#### SOURCE TEXT

Lecture of dr. Andrea de Antoni

  • 22 October 2019
    4:00 PM – 6:00 PM
  • the reading room  in the ground floor building D (Arna Nováka 1)

The Czech Association for the Study of Religions and The Department for the Study of Religions

heartily invite you to the lecture

The End is the Beginning is the End: Healing from Spirit Possession Beyond Cognition in Contemporary Japan and Italy” by an anthropologist dr. Andrea de Antoni (Ritsumeikan University).

on October 22th at 16:00, at the reading room on the ground floor of building D, ff MUNI (Arna Nováka 1).

########
#### MATERIAL SHOWN

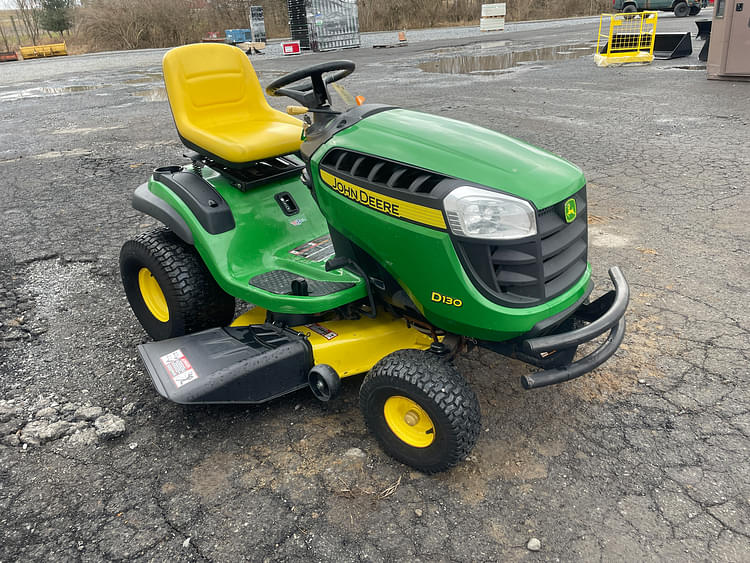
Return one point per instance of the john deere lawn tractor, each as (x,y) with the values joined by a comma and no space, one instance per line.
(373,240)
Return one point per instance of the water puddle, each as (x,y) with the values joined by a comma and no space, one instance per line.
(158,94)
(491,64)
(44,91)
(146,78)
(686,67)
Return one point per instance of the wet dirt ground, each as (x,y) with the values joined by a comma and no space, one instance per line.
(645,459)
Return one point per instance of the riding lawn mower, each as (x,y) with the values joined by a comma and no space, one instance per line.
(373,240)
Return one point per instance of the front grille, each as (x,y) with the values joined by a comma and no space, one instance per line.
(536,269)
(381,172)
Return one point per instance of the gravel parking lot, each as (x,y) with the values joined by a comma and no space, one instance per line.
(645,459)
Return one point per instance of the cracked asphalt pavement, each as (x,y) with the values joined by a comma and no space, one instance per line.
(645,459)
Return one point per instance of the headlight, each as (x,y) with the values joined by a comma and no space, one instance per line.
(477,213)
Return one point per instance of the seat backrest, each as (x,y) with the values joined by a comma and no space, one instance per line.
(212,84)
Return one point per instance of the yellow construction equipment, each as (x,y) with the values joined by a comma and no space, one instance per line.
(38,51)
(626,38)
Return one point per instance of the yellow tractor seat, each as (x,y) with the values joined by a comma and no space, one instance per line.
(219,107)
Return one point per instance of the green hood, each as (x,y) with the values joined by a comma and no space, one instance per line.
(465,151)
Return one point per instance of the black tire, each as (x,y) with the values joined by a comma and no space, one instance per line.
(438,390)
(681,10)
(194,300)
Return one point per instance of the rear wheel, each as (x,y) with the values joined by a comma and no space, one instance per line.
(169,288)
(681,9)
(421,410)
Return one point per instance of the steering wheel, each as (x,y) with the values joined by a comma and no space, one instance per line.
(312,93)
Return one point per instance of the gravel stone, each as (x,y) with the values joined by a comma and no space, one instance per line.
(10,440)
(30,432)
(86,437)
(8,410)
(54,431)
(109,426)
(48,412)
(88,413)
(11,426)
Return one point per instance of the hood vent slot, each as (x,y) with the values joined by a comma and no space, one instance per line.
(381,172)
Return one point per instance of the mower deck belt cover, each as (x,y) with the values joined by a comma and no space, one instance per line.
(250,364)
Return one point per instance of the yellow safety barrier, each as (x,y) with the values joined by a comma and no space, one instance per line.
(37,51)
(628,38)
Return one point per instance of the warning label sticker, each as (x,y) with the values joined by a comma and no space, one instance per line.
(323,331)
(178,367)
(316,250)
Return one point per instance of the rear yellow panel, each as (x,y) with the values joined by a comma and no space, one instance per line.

########
#### MATERIAL SHOWN

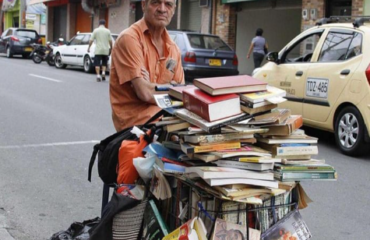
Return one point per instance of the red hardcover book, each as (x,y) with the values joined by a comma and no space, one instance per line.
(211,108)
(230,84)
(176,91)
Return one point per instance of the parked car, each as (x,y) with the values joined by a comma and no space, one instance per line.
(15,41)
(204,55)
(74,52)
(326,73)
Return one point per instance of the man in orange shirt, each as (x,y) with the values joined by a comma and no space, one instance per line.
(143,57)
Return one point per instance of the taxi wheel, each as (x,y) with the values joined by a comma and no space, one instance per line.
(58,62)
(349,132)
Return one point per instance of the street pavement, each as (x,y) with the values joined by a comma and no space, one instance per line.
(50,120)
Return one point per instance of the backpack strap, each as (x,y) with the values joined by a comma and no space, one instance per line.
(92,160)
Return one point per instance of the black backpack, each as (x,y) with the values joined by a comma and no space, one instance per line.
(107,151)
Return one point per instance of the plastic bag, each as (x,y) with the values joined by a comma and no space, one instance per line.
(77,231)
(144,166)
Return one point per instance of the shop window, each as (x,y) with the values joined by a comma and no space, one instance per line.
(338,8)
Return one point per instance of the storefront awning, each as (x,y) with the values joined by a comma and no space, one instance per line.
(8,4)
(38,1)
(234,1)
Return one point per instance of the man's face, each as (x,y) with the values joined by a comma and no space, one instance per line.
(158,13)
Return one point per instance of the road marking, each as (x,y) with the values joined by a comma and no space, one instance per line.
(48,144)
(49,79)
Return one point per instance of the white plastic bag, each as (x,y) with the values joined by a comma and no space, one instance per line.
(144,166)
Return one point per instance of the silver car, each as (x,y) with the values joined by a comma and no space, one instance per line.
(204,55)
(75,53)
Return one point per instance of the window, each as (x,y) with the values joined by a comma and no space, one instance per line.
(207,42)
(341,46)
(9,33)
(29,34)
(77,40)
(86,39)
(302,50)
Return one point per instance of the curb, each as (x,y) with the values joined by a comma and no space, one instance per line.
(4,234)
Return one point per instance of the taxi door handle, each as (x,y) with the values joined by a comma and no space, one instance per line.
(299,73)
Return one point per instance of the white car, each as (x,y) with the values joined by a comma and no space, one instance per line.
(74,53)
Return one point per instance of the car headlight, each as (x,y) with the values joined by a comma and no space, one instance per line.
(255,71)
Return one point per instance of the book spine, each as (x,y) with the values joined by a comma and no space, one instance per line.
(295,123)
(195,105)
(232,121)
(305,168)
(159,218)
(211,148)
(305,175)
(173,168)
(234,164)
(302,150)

########

# [PROBLEM DETAILS]
Continue the announcement of the spirit possession lecture from its last sentence.

# [EXERCISE RESULT]
Annotation:

This talk tries to move towards a comparative perspective on phenomena of  possession in contemporary Japan and Italy. On the one hand, experiences of possession have been analysed in relation to “internalizing” or “externalizing” medical systems (e.g. Young 1976; Kirmayer 2004), or embodiment (e.g. Csordas 1994, 2002), emphasising healers’ roles in shaping patients’ experiences according to existing ontologies, or the role of training and enskillment (e.g. Espirito-Santo 2012). On the other, recent research on possession has moved towards cognitive sciences (e.g. Cohen 2008; Lifshitz, van Elk, and Luhrmann 2019), with approaches that have great potential for cross-cultural research, but tend to “psychologize” spirit entities and related phenomena.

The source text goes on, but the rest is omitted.